- **THE TASK**
Copy all records verbatim.
^^^^
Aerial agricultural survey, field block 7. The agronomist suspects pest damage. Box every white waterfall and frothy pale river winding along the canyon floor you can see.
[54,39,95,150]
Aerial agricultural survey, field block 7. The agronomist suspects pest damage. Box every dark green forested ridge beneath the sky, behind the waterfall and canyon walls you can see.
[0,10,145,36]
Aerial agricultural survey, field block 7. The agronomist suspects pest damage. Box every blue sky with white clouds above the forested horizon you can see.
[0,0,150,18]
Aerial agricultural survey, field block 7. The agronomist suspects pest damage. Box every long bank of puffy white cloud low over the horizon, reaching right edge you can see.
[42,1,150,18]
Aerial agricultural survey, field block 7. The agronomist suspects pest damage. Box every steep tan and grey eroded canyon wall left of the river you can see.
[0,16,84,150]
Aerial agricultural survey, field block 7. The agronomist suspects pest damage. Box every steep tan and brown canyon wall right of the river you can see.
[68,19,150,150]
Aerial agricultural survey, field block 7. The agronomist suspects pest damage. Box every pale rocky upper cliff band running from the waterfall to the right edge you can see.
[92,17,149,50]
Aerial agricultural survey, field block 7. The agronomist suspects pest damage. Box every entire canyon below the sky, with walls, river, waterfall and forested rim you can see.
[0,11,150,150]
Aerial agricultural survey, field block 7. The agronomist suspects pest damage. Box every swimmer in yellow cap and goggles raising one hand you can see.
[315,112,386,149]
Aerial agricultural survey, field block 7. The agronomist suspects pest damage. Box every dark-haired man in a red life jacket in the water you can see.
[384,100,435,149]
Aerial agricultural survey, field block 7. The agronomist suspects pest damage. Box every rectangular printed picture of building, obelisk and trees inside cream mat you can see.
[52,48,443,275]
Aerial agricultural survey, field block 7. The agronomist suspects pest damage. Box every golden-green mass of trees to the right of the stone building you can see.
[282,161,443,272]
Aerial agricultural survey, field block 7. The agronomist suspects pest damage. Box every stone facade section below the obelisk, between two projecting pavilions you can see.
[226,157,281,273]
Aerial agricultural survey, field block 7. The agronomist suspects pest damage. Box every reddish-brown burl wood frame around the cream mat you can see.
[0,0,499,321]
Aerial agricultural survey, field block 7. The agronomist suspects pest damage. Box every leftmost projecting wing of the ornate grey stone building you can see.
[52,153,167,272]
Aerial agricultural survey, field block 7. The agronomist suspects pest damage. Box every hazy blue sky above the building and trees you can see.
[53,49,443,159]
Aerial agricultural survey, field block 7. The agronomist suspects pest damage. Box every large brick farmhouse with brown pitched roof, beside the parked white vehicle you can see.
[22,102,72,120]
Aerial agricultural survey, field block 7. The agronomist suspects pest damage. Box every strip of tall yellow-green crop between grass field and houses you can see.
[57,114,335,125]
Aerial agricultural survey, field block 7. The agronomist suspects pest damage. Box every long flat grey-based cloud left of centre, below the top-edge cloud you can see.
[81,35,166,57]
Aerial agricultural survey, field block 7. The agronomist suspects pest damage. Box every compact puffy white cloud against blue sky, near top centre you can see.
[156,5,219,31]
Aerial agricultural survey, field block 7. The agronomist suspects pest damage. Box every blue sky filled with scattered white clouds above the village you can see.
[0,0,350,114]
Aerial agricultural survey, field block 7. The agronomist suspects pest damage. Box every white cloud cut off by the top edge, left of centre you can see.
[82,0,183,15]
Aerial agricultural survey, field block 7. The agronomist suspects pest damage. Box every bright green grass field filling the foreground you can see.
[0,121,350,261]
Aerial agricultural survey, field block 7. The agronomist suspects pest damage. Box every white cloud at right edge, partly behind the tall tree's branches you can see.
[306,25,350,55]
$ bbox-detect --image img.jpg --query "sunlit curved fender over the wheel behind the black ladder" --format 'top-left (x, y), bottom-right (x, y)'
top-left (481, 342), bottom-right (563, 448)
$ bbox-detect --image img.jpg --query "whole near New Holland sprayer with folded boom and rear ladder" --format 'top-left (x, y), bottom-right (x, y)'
^^^^
- **RESULT**
Aerial agricultural survey, field block 7. The agronomist suspects pest damage. Box every white waterfall and frothy pale river winding along the canyon floor you can see.
[54,39,95,150]
Aerial agricultural survey, field block 7. The agronomist suspects pest damage. Box every dark green forested ridge beneath the sky, behind the waterfall and canyon walls you can see.
[0,10,145,36]
Aerial agricultural survey, field block 7. The agronomist suspects pest damage. Box every blue sky with white clouds above the forested horizon you can see.
[0,0,150,18]
Aerial agricultural survey, field block 7. The agronomist suspects pest damage. Box every long bank of puffy white cloud low over the horizon, reaching right edge you can see.
[42,1,150,18]
Aerial agricultural survey, field block 7. The agronomist suspects pest damage. Box every steep tan and grey eroded canyon wall left of the river you can see.
[0,16,84,150]
Aerial agricultural survey, field block 7. The agronomist suspects pest damage. Box every steep tan and brown canyon wall right of the river you can see.
[68,19,150,150]
Aerial agricultural survey, field block 7. The agronomist suspects pest damage. Box every pale rocky upper cliff band running from the waterfall to the right edge you can see.
[92,17,149,50]
Aerial agricultural survey, field block 7. The agronomist suspects pest damage. Box every entire canyon below the sky, with walls, river, waterfall and forested rim you can see.
[0,11,150,150]
Aerial agricultural survey, field block 7. The agronomist suspects pest damage. Box every swimmer in yellow cap and goggles raising one hand you can see.
[315,112,386,149]
Aerial agricultural survey, field block 7. The agronomist suspects pest damage. Box every dark-haired man in a red life jacket in the water you can see.
[384,100,435,149]
Aerial agricultural survey, field block 7. The agronomist suspects pest damage. Box every rectangular printed picture of building, obelisk and trees inside cream mat you can see.
[52,48,443,275]
Aerial agricultural survey, field block 7. The agronomist suspects pest damage. Box every golden-green mass of trees to the right of the stone building you can see.
[282,161,443,272]
Aerial agricultural survey, field block 7. The agronomist suspects pest damage. Box every stone facade section below the obelisk, between two projecting pavilions you can see.
[226,157,281,273]
Aerial agricultural survey, field block 7. The agronomist suspects pest damage. Box every reddish-brown burl wood frame around the cream mat you can see.
[0,0,499,321]
Aerial agricultural survey, field block 7. The agronomist suspects pest damage. Box every leftmost projecting wing of the ornate grey stone building you can see.
[52,153,167,272]
Aerial agricultural survey, field block 7. The agronomist suspects pest damage. Box every hazy blue sky above the building and trees you can see.
[53,49,443,159]
Aerial agricultural survey, field block 7. The agronomist suspects pest damage. Box every large brick farmhouse with brown pitched roof, beside the parked white vehicle you can see.
[22,102,72,120]
Aerial agricultural survey, field block 7. The agronomist suspects pest damage. Box every strip of tall yellow-green crop between grass field and houses you can see.
[57,114,335,125]
Aerial agricultural survey, field block 7. The agronomist suspects pest damage. Box every long flat grey-based cloud left of centre, below the top-edge cloud you can see.
[81,35,166,57]
Aerial agricultural survey, field block 7. The agronomist suspects pest damage. Box every compact puffy white cloud against blue sky, near top centre you can see.
[156,5,219,31]
Aerial agricultural survey, field block 7. The agronomist suspects pest damage. Box every blue sky filled with scattered white clouds above the village you can see.
[0,0,350,114]
Aerial agricultural survey, field block 7. The agronomist suspects pest damage. Box every white cloud cut off by the top edge, left of centre you can see.
[82,0,183,15]
Aerial agricultural survey, field block 7. The agronomist suspects pest damage. Box every bright green grass field filling the foreground you can see.
[0,121,350,261]
Aerial agricultural survey, field block 7. The agronomist suspects pest damage. Box every white cloud at right edge, partly behind the tall tree's branches you can see.
[306,25,350,55]
$ bbox-detect --image img.jpg --query "sunlit curved fender over the wheel behind the black ladder" --format 'top-left (x, y), bottom-right (x, y)'
top-left (481, 342), bottom-right (563, 448)
$ bbox-detect --image img.jpg --query "whole near New Holland sprayer with folded boom and rear ladder" --format 'top-left (x, y), bottom-right (x, y)'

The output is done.